Tasks and exercises
a – According to the passage on Deliveroo's riders, how many days did Spain's Rider Law give companies to comply?
b – Reproduce everything in the passage on Deliveroo's riders from "However, a handful" down to "the new legislation.".

Passage provided
--------------------------------
In June, Deliveroo successfully argued in the Court of Appeal, the highest court in England and Wales, that its workers were self-employed. This came as a blow to trade unions in the UK, who had welcomed the Supreme Court’s decision in February that a group of Uber drivers were workers, not self-employed contractors. Following that ruling, Uber announced in March that it would treat its UK drivers as ‘workers’ going forward, providing them with holiday pay and paying them at least the National Living Wage.

Zemba is proud that the UK is giving Deliveroo’s riders the flexibility they crave. ‘The key thing for us really is that we are operating the best model for our riders – the model that gives them the most flexibility – because we know that that’s the thing that’s important to them,’ she says. ‘That’s the basis of all our decision-making and what we try to defend and protect.’

“The key thing for us really is that we are operating the best model for our riders – the model that gives them the most flexibility – because we know that that’s the thing that’s important to them

She says riders aren’t alone in wanting more flexible employment arrangements. ‘What the gig economy has shown is that actually there is a real need and want from people to work flexibly,’ she says. ‘It’s something that they really do value. We passionately believe in that and we will continue to defend that because we know that that’s what our riders want.’

However, a handful of other jurisdictions from Australia to The Netherlands have ruled that Deliveroo riders should be classed as employees, ensuring that the debate over workers’ rights in the gig economy isn’t going away any time soon. In May, the Spanish government passed a new Rider Law, which requires online delivery platforms to employ their couriers as staff, rather than independent contractors. Companies were given 90 days to comply with the new legislation.
--------------------------------
[Stored data]
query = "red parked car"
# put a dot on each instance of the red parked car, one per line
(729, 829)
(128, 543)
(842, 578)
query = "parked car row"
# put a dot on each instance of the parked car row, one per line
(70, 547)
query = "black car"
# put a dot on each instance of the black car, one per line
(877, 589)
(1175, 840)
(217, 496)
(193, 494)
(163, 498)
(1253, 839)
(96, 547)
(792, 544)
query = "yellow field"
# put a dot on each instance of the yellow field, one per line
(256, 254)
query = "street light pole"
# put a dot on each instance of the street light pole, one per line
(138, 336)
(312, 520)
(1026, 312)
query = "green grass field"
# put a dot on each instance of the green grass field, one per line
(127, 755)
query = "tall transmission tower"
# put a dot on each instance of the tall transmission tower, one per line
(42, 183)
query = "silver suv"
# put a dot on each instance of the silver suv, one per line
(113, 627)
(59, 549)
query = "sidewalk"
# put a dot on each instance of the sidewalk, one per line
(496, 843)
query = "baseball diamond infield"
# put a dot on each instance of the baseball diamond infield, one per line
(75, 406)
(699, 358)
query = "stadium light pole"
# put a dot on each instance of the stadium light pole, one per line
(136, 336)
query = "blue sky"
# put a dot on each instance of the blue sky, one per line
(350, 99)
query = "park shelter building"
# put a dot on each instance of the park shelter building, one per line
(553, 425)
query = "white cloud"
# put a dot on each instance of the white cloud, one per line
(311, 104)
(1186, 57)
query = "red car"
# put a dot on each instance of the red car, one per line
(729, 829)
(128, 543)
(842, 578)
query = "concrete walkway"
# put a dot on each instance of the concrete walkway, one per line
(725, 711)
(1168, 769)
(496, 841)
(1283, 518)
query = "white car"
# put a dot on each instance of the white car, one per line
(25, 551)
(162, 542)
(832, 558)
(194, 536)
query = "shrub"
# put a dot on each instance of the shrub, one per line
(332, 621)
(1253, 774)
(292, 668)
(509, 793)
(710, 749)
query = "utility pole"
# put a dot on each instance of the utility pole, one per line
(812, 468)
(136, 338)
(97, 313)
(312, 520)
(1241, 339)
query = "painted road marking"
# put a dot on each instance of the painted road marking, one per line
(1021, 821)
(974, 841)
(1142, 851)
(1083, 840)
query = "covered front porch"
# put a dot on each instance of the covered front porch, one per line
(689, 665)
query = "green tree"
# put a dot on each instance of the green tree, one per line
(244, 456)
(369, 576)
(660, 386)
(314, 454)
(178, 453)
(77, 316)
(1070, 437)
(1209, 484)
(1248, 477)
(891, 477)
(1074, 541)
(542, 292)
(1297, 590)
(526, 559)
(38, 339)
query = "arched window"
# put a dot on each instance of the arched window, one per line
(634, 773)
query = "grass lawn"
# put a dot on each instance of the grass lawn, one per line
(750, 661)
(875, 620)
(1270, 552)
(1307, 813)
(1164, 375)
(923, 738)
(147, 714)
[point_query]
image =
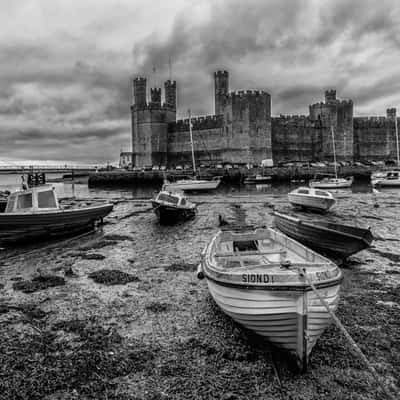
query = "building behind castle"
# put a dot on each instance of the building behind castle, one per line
(243, 131)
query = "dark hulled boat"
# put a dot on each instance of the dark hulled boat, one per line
(327, 237)
(172, 207)
(35, 213)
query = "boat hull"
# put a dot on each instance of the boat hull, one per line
(332, 239)
(336, 185)
(289, 319)
(167, 214)
(311, 202)
(192, 186)
(16, 227)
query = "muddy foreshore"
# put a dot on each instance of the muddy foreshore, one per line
(149, 329)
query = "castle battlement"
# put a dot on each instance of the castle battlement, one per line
(247, 93)
(198, 123)
(370, 122)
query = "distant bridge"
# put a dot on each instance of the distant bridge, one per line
(64, 168)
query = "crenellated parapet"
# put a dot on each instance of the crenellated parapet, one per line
(198, 123)
(370, 122)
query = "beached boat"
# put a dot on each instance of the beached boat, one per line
(191, 185)
(312, 199)
(35, 212)
(333, 239)
(255, 179)
(171, 207)
(388, 179)
(262, 279)
(327, 182)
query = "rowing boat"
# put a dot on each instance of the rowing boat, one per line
(330, 238)
(35, 212)
(267, 282)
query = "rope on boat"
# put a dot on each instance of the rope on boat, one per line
(353, 344)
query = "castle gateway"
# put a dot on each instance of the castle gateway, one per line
(243, 131)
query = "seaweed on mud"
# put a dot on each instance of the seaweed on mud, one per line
(158, 307)
(112, 277)
(99, 244)
(118, 237)
(390, 256)
(92, 256)
(46, 363)
(181, 266)
(41, 282)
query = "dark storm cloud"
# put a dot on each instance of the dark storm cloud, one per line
(65, 87)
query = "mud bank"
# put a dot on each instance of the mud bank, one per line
(149, 329)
--------------------------------
Problem solutions
a – Companies were given 90 days to comply.

b –
However, a handful of other jurisdictions from Australia to The Netherlands have ruled that Deliveroo riders should be classed as employees, ensuring that the debate over workers’ rights in the gig economy isn’t going away any time soon. In May, the Spanish government passed a new Rider Law, which requires online delivery platforms to employ their couriers as staff, rather than independent contractors. Companies were given 90 days to comply with the new legislation.